== DATASET CONTENT

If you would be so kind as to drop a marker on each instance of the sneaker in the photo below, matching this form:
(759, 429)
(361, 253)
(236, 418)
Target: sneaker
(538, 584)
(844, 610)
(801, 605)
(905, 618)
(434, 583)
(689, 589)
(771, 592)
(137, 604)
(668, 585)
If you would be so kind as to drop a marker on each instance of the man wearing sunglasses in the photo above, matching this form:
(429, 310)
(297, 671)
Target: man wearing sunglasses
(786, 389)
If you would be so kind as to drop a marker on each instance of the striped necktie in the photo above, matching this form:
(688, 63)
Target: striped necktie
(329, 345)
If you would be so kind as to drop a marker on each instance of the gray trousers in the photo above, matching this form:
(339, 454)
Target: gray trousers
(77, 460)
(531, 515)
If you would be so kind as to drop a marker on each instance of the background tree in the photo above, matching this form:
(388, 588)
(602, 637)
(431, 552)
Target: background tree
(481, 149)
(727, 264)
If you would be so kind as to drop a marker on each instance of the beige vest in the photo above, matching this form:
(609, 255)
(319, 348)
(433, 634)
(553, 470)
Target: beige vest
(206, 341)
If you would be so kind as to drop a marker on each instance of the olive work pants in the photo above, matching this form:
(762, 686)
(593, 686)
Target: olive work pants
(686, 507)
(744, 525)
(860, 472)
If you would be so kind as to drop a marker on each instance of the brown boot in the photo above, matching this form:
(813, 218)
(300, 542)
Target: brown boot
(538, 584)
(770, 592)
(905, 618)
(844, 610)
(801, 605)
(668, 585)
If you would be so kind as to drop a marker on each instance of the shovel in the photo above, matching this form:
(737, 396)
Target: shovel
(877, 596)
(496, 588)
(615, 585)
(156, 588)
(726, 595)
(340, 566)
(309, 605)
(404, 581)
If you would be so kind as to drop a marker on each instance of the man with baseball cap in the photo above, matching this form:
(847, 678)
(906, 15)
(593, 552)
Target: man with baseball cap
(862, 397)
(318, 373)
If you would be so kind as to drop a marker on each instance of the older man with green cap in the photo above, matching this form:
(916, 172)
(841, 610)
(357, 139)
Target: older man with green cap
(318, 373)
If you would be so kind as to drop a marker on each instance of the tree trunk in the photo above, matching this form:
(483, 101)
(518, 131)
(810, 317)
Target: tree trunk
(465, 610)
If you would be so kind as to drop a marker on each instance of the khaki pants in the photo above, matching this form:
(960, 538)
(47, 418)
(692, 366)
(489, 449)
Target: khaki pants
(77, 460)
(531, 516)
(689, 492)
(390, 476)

====

TASK OBJECTIVE:
Return all of the rows above verbatim, with no line added, dropped, or altered.

SOLUTION:
If you would be so kind as to drop a marker on each instance of the sneaker in the photo below, matching this form:
(759, 429)
(361, 253)
(236, 418)
Target: sneaker
(538, 584)
(844, 610)
(801, 605)
(905, 618)
(434, 583)
(689, 589)
(771, 592)
(137, 604)
(668, 585)
If you would be so kind as to drop a marker on each instance of the man wearing sunglasses in the photo above, matching this form:
(429, 310)
(297, 671)
Target: man wearing sunglasses
(786, 389)
If you would be so kind as to drop a marker on each instance of the striped necktie in the photo above, matching this form:
(688, 63)
Target: striped necktie
(329, 345)
If you would be so kind as to drop a marker on each instance of the gray trousers in the photo above, matching this form:
(339, 454)
Target: gray trousers
(77, 460)
(531, 515)
If you would be so kind as to drop a marker on each instance of the background tree in the photo above, matching this form:
(388, 588)
(602, 637)
(431, 552)
Target: background tree
(481, 149)
(727, 264)
If you would be so kind as to drop a marker on each instance of the beige vest in the photo above, matching this form:
(609, 255)
(319, 348)
(433, 634)
(553, 470)
Target: beige vest
(206, 341)
If you would be so kind as to drop a marker on each instance of the olive work pants in the photo above, matching this form:
(762, 686)
(593, 686)
Target: olive work pants
(686, 507)
(744, 525)
(860, 472)
If you would be so kind as to drop a marker on each instance of the brown boot in the photo above, matching this form:
(813, 218)
(300, 542)
Target: brown boot
(538, 584)
(770, 592)
(905, 618)
(844, 610)
(801, 605)
(668, 585)
If you would be so kind as to drop a marker on each instance of the shovel in the photo above, matching this form:
(737, 396)
Target: shovel
(877, 596)
(496, 588)
(615, 585)
(156, 588)
(726, 595)
(340, 566)
(309, 605)
(404, 581)
If you would be so kind as to drop a marker on each instance of the man with baseball cap in the photo above, matching this form:
(847, 678)
(906, 15)
(593, 552)
Target: man with baseball cap
(862, 397)
(318, 373)
If you would be so kind as to drop a marker on each instance of the older man with green cap in the photo above, matching this form:
(916, 172)
(841, 610)
(357, 139)
Target: older man with green cap
(318, 373)
If you would be so kind as to drop a marker on each instance of the tree trunk in the photo above, matching this form:
(483, 101)
(518, 131)
(810, 317)
Target: tree trunk
(465, 610)
If you would be so kind as to drop a marker on each instance of the khaki pants in the photo above, matching this form:
(960, 538)
(47, 418)
(692, 366)
(489, 449)
Target: khaki pants
(77, 460)
(531, 516)
(689, 492)
(390, 476)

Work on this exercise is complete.